> Problems and tasks
(a) According to the court order, how soon must Plaintiff give written notice of a change of address?
(b) Copy the court order word for word, from "Pursuant to Local" up to and including "U.S.C. § 1915(f)(2)(A).".

Defendant is ORDERED to timely file an appropriate responsive pleading to the complaint and shall not waive filing a reply pursuant to 42 U.S.C. § 1997e(g).

Pursuant to Local Rule 72.1(a)(2), this action is REFERRED to United States Magistrate Judge Stephen C. Williams for further pre-trial proceedings.

Further, this entire matter is hereby REFERRED to United States Magistrate Judge Williams for disposition, as contemplated by Local Rule 72.2(b)(2) and 28 U.S.C. § 636(c), should all the parties consent to such a referral.

IT IS FURTHER ORDERED that if judgment is rendered against Plaintiff, and the judgment includes the payment of costs under Section 1915, Plaintiff will be required to pay the full amount of the costs, notwithstanding that his application to proceed in forma pauperis has been granted. See 28 U.S.C. § 1915(f)(2)(A).

Plaintiff is ADVISED that at the time application was made under 28 U.S.C. § 1915 for leave to commence this civil action without being required to prepay fees and costs or give security for the same, the applicant and his or her attorney were deemed to have entered into a stipulation that the recovery, if any, secured in the action shall be paid to the Clerk of the Court, who shall pay therefrom all unpaid costs taxed against plaintiff and remit the balance to plaintiff. Local Rule 3.1(c)(1).

Plaintiff is ADVISED that he is under a continuing obligation to keep the Clerk of Court and each opposing party informed of any change in his address; the Court will not independently investigate his whereabouts. This shall be done in writing and not later than 7 days after a transfer or other change in address occurs. Failure to comply with this order will cause a delay in the transmission of court documents and may result in dismissal of this action for want of prosecution. See FED. R. CIV. P. 41(b).

[Dataset items]

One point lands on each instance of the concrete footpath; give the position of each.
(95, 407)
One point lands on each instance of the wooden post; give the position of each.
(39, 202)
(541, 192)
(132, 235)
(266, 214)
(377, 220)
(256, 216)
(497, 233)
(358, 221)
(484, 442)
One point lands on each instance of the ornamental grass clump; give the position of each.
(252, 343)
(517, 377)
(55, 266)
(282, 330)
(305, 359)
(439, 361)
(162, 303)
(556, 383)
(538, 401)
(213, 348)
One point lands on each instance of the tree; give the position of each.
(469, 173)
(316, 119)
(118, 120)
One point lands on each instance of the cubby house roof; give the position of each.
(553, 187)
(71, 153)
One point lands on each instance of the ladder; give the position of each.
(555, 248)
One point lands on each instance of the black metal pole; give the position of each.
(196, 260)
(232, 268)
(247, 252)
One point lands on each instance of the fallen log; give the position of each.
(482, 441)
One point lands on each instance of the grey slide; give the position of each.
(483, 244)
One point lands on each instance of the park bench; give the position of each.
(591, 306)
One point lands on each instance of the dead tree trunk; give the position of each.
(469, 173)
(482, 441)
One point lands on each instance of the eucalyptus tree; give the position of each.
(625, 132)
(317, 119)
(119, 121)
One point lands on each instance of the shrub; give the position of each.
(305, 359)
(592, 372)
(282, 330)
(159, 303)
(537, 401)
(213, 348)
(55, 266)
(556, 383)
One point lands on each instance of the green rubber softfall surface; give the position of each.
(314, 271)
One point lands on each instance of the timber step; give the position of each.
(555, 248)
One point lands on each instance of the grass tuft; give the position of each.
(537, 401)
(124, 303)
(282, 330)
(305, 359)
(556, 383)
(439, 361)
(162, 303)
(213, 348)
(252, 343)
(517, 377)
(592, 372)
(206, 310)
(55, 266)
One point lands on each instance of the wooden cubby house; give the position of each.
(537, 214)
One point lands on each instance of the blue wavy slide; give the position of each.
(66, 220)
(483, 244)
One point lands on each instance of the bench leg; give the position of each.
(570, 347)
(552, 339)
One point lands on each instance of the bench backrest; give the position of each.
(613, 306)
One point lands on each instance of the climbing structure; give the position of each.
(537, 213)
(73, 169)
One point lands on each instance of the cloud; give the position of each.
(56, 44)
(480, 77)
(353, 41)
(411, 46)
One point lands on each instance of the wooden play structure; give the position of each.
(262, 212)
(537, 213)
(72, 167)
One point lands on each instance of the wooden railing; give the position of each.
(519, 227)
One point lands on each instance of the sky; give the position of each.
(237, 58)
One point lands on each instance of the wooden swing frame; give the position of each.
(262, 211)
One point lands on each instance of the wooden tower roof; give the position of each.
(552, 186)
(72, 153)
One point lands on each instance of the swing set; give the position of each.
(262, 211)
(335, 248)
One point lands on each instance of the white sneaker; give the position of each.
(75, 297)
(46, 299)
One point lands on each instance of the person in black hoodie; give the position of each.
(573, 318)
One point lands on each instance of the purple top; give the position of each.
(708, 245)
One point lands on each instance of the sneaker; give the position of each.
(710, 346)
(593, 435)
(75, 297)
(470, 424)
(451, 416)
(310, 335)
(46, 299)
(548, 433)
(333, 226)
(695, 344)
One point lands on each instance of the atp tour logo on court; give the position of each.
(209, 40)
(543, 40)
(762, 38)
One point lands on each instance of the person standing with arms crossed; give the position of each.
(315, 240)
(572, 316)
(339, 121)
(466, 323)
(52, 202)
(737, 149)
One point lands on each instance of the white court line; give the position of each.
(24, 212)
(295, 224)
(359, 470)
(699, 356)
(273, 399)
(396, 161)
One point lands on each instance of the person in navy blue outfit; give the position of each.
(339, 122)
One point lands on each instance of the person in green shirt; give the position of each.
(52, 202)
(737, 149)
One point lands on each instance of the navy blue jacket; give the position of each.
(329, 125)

> Problem solutions
(a) No later than 7 days after a transfer or other change in address occurs.

(b)
Pursuant to Local Rule 72.1(a)(2), this action is REFERRED to United States Magistrate Judge Stephen C. Williams for further pre-trial proceedings.

Further, this entire matter is hereby REFERRED to United States Magistrate Judge Williams for disposition, as contemplated by Local Rule 72.2(b)(2) and 28 U.S.C. § 636(c), should all the parties consent to such a referral.

IT IS FURTHER ORDERED that if judgment is rendered against Plaintiff, and the judgment includes the payment of costs under Section 1915, Plaintiff will be required to pay the full amount of the costs, notwithstanding that his application to proceed in forma pauperis has been granted. See 28 U.S.C. § 1915(f)(2)(A).